Point-per-instance localization data
|---|
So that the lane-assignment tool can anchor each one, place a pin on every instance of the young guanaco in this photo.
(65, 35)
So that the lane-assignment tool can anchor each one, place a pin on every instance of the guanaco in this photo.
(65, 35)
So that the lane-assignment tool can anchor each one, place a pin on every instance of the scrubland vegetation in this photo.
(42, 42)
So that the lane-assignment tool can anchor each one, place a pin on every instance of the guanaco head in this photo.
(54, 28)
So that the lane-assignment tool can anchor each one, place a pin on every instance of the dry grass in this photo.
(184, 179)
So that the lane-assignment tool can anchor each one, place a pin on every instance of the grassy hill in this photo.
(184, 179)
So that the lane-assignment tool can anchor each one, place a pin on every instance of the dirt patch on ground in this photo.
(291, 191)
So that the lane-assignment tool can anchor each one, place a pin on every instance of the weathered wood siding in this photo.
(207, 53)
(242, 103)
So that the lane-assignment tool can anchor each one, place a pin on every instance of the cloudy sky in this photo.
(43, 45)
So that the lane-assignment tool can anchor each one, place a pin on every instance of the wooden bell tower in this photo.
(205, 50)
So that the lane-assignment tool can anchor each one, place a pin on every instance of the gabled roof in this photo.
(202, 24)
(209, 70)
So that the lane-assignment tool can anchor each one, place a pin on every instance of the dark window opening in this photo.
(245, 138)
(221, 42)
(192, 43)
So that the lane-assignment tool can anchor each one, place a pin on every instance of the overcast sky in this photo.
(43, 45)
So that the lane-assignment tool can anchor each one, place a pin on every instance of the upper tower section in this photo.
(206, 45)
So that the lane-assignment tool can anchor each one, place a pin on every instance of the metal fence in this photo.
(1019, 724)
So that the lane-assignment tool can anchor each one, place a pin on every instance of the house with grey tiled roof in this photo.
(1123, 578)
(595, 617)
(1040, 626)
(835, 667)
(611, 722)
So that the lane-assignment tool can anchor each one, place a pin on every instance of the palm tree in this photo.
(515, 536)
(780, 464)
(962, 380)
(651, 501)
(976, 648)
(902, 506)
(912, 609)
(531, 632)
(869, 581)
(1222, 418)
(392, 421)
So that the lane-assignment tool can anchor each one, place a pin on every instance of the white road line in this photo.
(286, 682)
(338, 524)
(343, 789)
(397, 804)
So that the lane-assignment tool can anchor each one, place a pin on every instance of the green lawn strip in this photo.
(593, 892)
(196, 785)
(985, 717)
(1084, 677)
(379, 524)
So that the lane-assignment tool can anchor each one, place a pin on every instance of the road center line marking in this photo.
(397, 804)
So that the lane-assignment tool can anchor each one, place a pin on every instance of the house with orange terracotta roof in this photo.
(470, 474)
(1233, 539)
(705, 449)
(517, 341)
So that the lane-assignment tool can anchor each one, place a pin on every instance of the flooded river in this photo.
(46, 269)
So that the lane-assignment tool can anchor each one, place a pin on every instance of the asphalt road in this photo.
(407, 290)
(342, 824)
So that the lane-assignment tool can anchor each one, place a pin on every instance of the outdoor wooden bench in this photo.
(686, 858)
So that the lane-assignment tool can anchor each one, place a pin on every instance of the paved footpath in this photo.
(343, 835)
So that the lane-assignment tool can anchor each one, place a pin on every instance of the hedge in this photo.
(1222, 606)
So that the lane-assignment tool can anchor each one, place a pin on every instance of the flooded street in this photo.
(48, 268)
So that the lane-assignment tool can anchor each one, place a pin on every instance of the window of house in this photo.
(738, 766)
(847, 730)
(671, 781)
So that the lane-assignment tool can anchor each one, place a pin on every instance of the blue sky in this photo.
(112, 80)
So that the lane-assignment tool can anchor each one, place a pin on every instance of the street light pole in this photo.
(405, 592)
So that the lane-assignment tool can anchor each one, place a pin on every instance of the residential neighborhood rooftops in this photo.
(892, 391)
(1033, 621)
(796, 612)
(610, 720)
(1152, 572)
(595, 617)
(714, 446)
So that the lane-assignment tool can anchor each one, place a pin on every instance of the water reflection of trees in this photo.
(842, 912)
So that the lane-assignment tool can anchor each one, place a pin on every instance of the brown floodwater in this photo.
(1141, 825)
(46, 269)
|---|
Instructions for the task – The answer should be the complete set of records, printed exactly.

Solution for this task –
So that the lane-assignment tool can anchor each one, place a pin on every instance of the young guanaco in this photo.
(65, 35)
So that the lane-assignment tool can anchor each one, place a pin on every instance of the guanaco in this photo.
(65, 35)
So that the lane-assignment tool can anchor each one, place a pin on every instance of the scrubland vegetation in this photo.
(42, 42)
So that the lane-assignment tool can anchor each one, place a pin on every instance of the guanaco head in this photo.
(54, 28)
So that the lane-assignment tool can anchor each one, place a pin on every instance of the dry grass in this photo.
(184, 179)
So that the lane-assignment tool can anchor each one, place a pin on every instance of the grassy hill in this photo.
(184, 179)
So that the lane-assignment tool can anchor each one, place a pin on every instance of the dirt patch on ground in this photo.
(291, 191)
So that the lane-assignment tool can anchor each one, place a pin on every instance of the weathered wood siding in this photo.
(207, 53)
(242, 103)
So that the lane-assignment tool can anchor each one, place a pin on every instance of the cloudy sky in this photo.
(43, 45)
So that the lane-assignment tool can anchor each one, place a pin on every instance of the wooden bell tower in this photo.
(205, 50)
So that the lane-assignment tool can anchor each one, place a pin on every instance of the gabled roof in this photo.
(202, 24)
(209, 70)
So that the lane-assignment tool can anchor each one, place a pin on every instance of the dark window opening in this photo.
(245, 138)
(221, 42)
(192, 43)
So that the lane-assignment tool can anchor each one, place a pin on every instance of the overcast sky in this photo.
(43, 45)
So that the lane-assignment tool can anchor each one, place a pin on every instance of the upper tower section in this photo.
(206, 45)
So that the lane-assignment tool can anchor each one, place a pin on every instance of the metal fence in this photo.
(1019, 724)
So that the lane-assignment tool can anchor each one, place a pin on every instance of the house with grey tiled roof in this photo.
(1123, 578)
(595, 617)
(1040, 626)
(835, 667)
(611, 722)
So that the lane-assignment tool can anchor each one, place a pin on every instance of the palm tree in this photo.
(515, 536)
(780, 464)
(962, 380)
(651, 501)
(976, 648)
(902, 506)
(912, 609)
(531, 632)
(869, 581)
(1222, 418)
(392, 421)
So that the lane-assignment tool can anchor each one, place a pin on every instance of the white road line in this photo.
(286, 682)
(338, 524)
(343, 789)
(397, 804)
So that the lane-assignment tool can anchor each one, place a pin on every instance of the green lawn strip in this photo.
(593, 892)
(196, 785)
(985, 717)
(1084, 677)
(379, 524)
So that the lane-assignment tool can anchor each one, place a pin on every instance of the road center line marking in this photo.
(397, 804)
So that the lane-assignment tool can anchor each one, place a pin on every instance of the house with orange terracotta roof in this photo.
(470, 474)
(1233, 539)
(705, 449)
(517, 341)
So that the lane-assignment tool can anchor each one, place a pin on every instance of the flooded river in this photo.
(46, 269)
So that the lane-assignment tool can anchor each one, place a pin on every instance of the asphalt road in this photo.
(407, 290)
(342, 824)
So that the lane-assignment tool can anchor each one, place a pin on every instance of the outdoor wooden bench in this photo.
(686, 858)
So that the lane-assignment tool can anchor each one, place a pin on every instance of the paved footpath in this photo.
(343, 835)
So that the lane-assignment tool can anchor each one, place a pin on every instance of the hedge in this photo.
(1222, 606)
So that the lane-assignment tool can anchor each one, place a pin on every instance of the flooded street in this photo.
(48, 268)
So that the lane-assignment tool can anchor each one, place a pin on every instance of the window of house in this photo.
(738, 766)
(847, 730)
(671, 781)
So that the lane-assignment tool can anchor each one, place a pin on every instance of the blue sky in this photo.
(112, 80)
So that the lane-assignment tool can anchor each one, place a pin on every instance of the street light pole in this photo.
(405, 592)
So that the lane-assignment tool can anchor each one, place a pin on every instance of the residential neighborhood rooftops in this photo.
(892, 391)
(1033, 621)
(796, 612)
(610, 720)
(1152, 572)
(595, 617)
(714, 446)
So that the lane-assignment tool can anchor each one, place a pin on every instance of the water reflection of trees in this photo.
(842, 912)
So that the lane-assignment tool can anchor each one, place a pin on every instance of the brown floodwater in this photo.
(1141, 825)
(46, 269)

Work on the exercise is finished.